Instruction 1 >> Rewrite the part of the cheer team article that begins at the words "There are a" and stops after "in Orlando, Florida.", changing "tumbling" to "gymnastics" wherever it occurs.
Instruction 2 >> Write a continuation of the cheer team article that picks up after its last sentence.

Provided text >>

* START *

A season begins in late March, or early April. After the two to three week process of selecting teams for JV and varsity, practice begins. Practice is every week day and Saturday until the first week of July, which is “dead week”. Dead week is a week in the summer where no high school coach can have any contact with any of their players. After dead week, preparation takes place for Summer Regionals, a competition where the team attempts to qualify for state.

“We practice every day from anywhere from six to eight in the morning until ten in the morning or noon working on our routine to get to state,” junior Molly Filger said.

After Summer Regionals, the main focus is back to school. During the fall, the cheer team is busy making back to school appearances, along with getting ready for football season and State, which is late October or early November. A lot of preparation and stress goes into State. The girls and coaches strive for perfection, especially with the pressure of winning State eight times in a row.

“Most people assume that winning once is a challenge and it definitely is,” head varsity coach Brenda Moats said. “The expectation to repeat applies pressure on not only the coaches, but the team as well. I think it’s stress on both staff and girls. The main difference or challenge we face as coaches is each year is a new team, new dynamic, new season. We have to start all over just like everyone else. It’s a retraining, refocusing, lots-of-hard-work kind of sport.”

There are a lot of aspects that the girls need to focus on in preparation for competition. Not only do the girls need to have impressive tumbling skills, but they need to be in sync with each other. They also need to be able to do multiple stunts and execute it cleanly. They also have to cheer at games and support other teams on top of supporting themselves.

“We work our butts off, I don’t think people see how hard we actually work,” senior Tianna Fry said. “Not only do we have team practices, but we practice motions and stretch at home and also go to tumbling.”

After football and State, the focus transitions into basketball, Regionals and the all-mighty Nationals at Disney World in Orlando, Florida.

The girls have to do well in Regionals in January in order to qualify for Nationals in February, so there is a lot of built-up pressure and anxiety in order to prepare. Not only did the girls qualify for Nationals this year, but they won Regionals as well. The main focus is on their two winter competitions, but the girls focus some time on learning cheers for basketball as well.

“Going later into the season, we sometimes struggle to remember the cheers for games,” Filger said. “I have been on varsity since my freshman year and I still forget some cheers. If you watch us during games, we help each other out and summarize a cheer before doing it in front of the crowd.”

After competing in their first three competitions, all of their focus goes into the last and most important one: Nationals. The girls try to focus on their strong suits and weaknesses in order to do well in the magical park with the ears, which is hard to do with such a diverse skill set.

* END *

Dataset rows >>
* START *

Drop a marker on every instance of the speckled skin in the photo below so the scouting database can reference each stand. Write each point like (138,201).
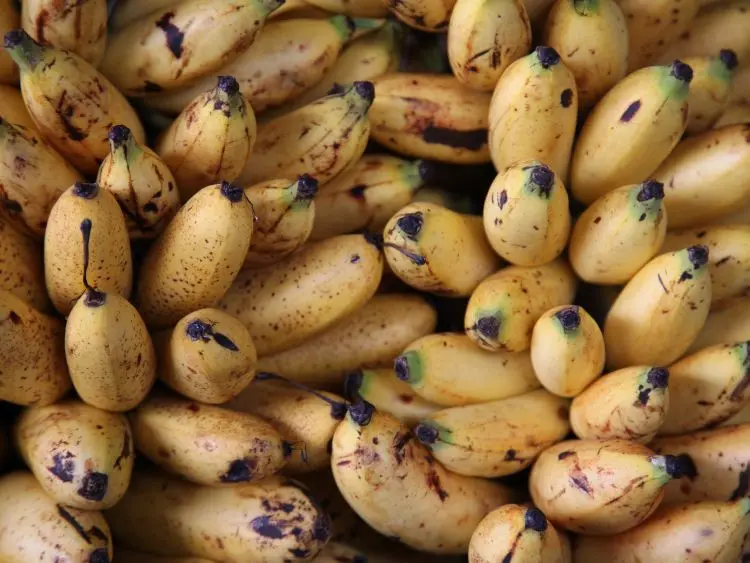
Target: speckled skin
(38,529)
(32,354)
(110,354)
(267,522)
(82,456)
(286,303)
(195,260)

* END *

Task answer 1 >>
There are a lot of aspects that the girls need to focus on in preparation for competition. Not only do the girls need to have impressive gymnastics skills, but they need to be in sync with each other. They also need to be able to do multiple stunts and execute it cleanly. They also have to cheer at games and support other teams on top of supporting themselves.

“We work our butts off, I don’t think people see how hard we actually work,” senior Tianna Fry said. “Not only do we have team practices, but we practice motions and stretch at home and also go to gymnastics.”

After football and State, the focus transitions into basketball, Regionals and the all-mighty Nationals at Disney World in Orlando, Florida.

Task answer 2 >>
“The coaches always tell us that we need to go to tumbling and work out outside of practice and to keep working on our skills,” Fry said. “As a senior and a captain, I see how girls have improved with tumbling or stunt skills from the beginning of the season to Nationals. The freshmen especially have improved from being able to do one small stunt to doing spins and more advanced stunts, which is awesome.”

In order to go to practice or a game every single day, a lot of motivation is required in order to be on the cheer team. The girls set small goals throughout the season, focusing on accomplishing one goal at a time. Because the girls have to do well in one competition in order to qualify for the next, the goals are easy to determine.

“We get so pumped and so excited after a competition because we always do our best,” Fry said. “That is what pushes us to keep going through the season, accomplishing one goal as a time.”

The girls also have little things to look forward to throughout the season as well. The seniors on the team get to design their State Champion rings and t-shirts. Team dinners are held at the coach’s house and themed practices are planned during spirit weeks or Christmas time. This also gives the girls the opportunity to bond and hang out outside of practice.

“We actually don’t bicker too much,” sophomore Mitchelle Rader said. “I think it is because of how long we are together that helps us always get along.”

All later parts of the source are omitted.